--- begin Source text ---

Evolutionary Or Revolutionary?

Technically speaking, the difference between evolutionary and revolutionary is just one single letter. When speaking of technology, however, the implications of each word are worlds apart. While an evolutionary product is a step forward from where you currently stand, a revolutionary product forges an entirely new path. It is different, bold, and risky -- and also has the potential to be highly rewarding.

There are, of course, inherent risks involved in taking the evolutionary approach as well. An evolutionary product can often be duplicated by a competitor or even surpassed by the next step in the evolutionary time line. When you produce the 7-minute abs workout, for example, the 6-minute abs workout is just around the corner, as Ben Stiller pointed out in "There's Something About Mary."

When Microsoft recently launched Bing, its new search -- I mean, decision -- engine, it was a step forward, but far from revolutionary. In a recent MediaPost Search Insider article, Gord Hotchkiss took a deeper look into Bing's evolutionary advances, but also lamented that there was nothing truly revolutionary about it. Alternatively, Google took a revolutionary leap with the announcement of its new Wave technology. While Microsoft was hard at work plotting the next step in the evolution of search, Google chose to throw away the drawing board instead of simply going back to it. Rather than reinvent search, the company took a bold new path to revolutionizing the way we communicate online.

--- end Source text ---
--- begin Stored data ---

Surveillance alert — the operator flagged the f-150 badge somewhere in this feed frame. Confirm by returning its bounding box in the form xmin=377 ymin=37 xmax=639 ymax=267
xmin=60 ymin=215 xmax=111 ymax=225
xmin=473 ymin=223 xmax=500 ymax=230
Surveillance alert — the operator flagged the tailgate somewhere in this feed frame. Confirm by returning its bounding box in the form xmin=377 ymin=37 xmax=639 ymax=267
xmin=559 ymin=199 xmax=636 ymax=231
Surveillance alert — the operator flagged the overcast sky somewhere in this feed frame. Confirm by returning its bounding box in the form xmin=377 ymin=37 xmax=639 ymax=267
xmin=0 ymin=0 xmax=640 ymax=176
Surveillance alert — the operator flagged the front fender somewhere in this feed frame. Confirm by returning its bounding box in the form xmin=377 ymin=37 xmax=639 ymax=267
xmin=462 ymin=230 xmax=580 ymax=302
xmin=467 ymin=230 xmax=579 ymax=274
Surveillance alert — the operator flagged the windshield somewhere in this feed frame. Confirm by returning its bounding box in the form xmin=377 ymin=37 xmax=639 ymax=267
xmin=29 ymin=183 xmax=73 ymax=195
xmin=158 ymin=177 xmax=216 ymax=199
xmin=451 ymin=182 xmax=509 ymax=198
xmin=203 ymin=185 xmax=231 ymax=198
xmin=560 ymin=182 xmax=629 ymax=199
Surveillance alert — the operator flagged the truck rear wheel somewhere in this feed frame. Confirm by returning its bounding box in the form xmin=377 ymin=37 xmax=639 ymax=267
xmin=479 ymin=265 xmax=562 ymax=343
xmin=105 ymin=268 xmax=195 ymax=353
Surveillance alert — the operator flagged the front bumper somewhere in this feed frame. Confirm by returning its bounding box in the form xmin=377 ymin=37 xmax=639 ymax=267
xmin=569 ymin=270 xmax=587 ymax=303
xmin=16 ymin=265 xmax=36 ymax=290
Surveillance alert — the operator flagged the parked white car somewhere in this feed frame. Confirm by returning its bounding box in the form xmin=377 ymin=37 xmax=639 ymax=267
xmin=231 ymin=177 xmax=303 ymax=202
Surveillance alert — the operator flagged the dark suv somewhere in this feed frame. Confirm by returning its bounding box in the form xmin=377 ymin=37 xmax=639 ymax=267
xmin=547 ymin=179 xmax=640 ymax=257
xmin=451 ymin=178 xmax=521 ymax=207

--- end Stored data ---

Required task 1: In the article on evolutionary versus revolutionary products, rewrite the passage starting at "Evolutionary Or Revolutionary?" and ending at "be highly rewarding.", changing "risky" to "daring".
Required task 2: Arrange the listing lines starting at the one containing "Surveillance alert — the operator flagged the parked" and ending at the one containing "xmin=231 ymin=177 xmax=303 ymax=202" as a JSON list of strings, one string per line, leaving out blank lines.

Final result 1:
Evolutionary Or Revolutionary?

Technically speaking, the difference between evolutionary and revolutionary is just one single letter. When speaking of technology, however, the implications of each word are worlds apart. While an evolutionary product is a step forward from where you currently stand, a revolutionary product forges an entirely new path. It is different, bold, and daring -- and also has the potential to be highly rewarding.

Final result 2:
[
  "Surveillance alert — the operator flagged the parked white car somewhere in this feed frame. Confirm by returning its bounding box in the form xmin=377 ymin=37 xmax=639 ymax=267",
  "xmin=231 ymin=177 xmax=303 ymax=202"
]